→ Stated goal 1
In the rows below, write out word for word the stretch from the line containing "The asphalt road — where is it in this image?" through the end of the rows. Leave out the pictures.

→ Passage
Sun aquires VirtualBox  - zh
http://www.sun.com/aboutsun/pr/2008-02/sunflash.20080212.1.xml
======
zenlinux
I discovered VirtualBox a few months ago and am now migrating to it away from
VMWare Workstation. It's stable and performs well.

It also offers the Parallels-like feature which allows you to run application
windows from your VM in your host desktop environment. This is very handy for
doing cross-browser web app testing, where you can (for example) put a Win IE7
browser window right next to your Linux Firefox one to compare things side by
side.

------
azsromej
I just set this up over the weekend. I hadn't heard of it before and was a
little skeptical but it's a lot like the VMWare I've used at work.

It's performing very well and offered some pretty flexible install options (I
had an iso file I was going to burn until I noticed VirtualBox could just use
it directly).

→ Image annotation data
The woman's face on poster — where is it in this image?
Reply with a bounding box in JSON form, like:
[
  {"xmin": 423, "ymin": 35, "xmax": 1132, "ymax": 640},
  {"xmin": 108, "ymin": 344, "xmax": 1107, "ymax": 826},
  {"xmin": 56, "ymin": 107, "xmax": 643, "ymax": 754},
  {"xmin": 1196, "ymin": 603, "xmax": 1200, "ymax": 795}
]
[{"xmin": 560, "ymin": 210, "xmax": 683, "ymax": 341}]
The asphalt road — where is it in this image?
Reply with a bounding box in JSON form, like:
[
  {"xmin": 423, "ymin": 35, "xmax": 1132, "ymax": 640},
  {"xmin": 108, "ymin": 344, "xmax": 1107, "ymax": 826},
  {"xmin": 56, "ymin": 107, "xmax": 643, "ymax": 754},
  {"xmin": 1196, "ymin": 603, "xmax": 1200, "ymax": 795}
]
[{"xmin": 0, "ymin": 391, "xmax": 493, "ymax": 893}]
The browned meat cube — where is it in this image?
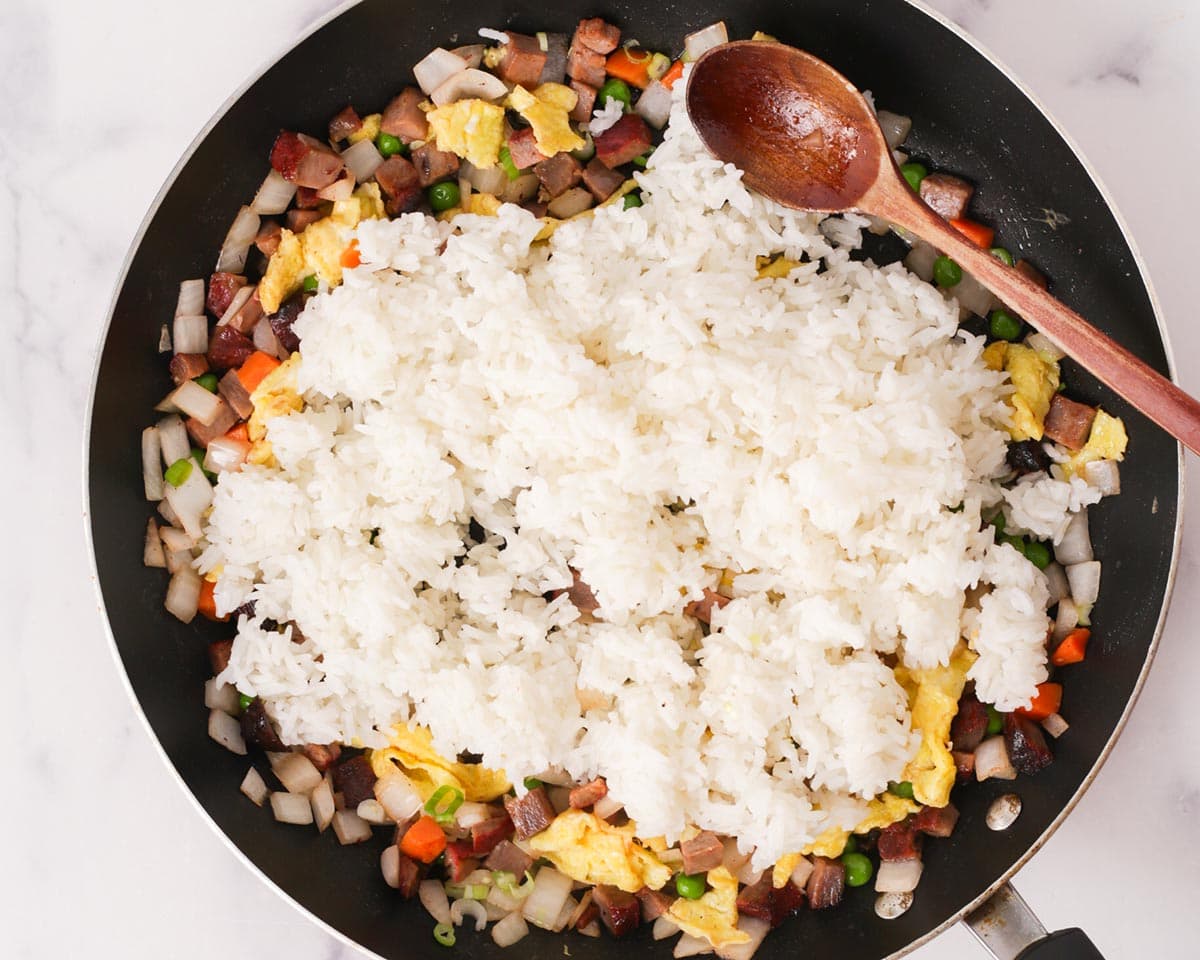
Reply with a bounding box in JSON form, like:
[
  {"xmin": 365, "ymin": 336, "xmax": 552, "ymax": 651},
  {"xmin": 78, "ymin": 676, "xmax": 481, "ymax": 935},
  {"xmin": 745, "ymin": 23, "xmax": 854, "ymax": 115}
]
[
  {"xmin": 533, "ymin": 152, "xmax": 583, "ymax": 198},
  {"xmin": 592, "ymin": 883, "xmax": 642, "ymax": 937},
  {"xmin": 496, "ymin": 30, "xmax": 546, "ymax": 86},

→ Stated goal 2
Give again, word for word, the stretch of the VirtualBox thread from "It also offers" through "it directly).".

→ Correct result 1
The asphalt road — where is it in this image?
Reply with a bounding box in JSON form, like:
[
  {"xmin": 423, "ymin": 35, "xmax": 1132, "ymax": 640},
  {"xmin": 108, "ymin": 344, "xmax": 1107, "ymax": 826},
  {"xmin": 56, "ymin": 107, "xmax": 643, "ymax": 754},
  {"xmin": 1196, "ymin": 603, "xmax": 1200, "ymax": 795}
]
[{"xmin": 0, "ymin": 391, "xmax": 493, "ymax": 893}]
The browned meat cube — where is it in this image?
Reply with a bounding box in JSON form, like:
[
  {"xmin": 365, "ymin": 336, "xmax": 552, "ymax": 651},
  {"xmin": 78, "ymin": 676, "xmax": 481, "ymax": 935},
  {"xmin": 745, "ymin": 23, "xmax": 854, "ymax": 115}
]
[
  {"xmin": 533, "ymin": 152, "xmax": 583, "ymax": 198},
  {"xmin": 592, "ymin": 883, "xmax": 642, "ymax": 937},
  {"xmin": 496, "ymin": 30, "xmax": 546, "ymax": 86},

→ Correct result 2
It also offers the Parallels-like feature which allows you to run application
windows from your VM in your host desktop environment. This is very handy for
doing cross-browser web app testing, where you can (for example) put a Win IE7
browser window right next to your Linux Firefox one to compare things side by
side.

------
azsromej
I just set this up over the weekend. I hadn't heard of it before and was a
little skeptical but it's a lot like the VMWare I've used at work.

It's performing very well and offered some pretty flexible install options (I
had an iso file I was going to burn until I noticed VirtualBox could just use
it directly).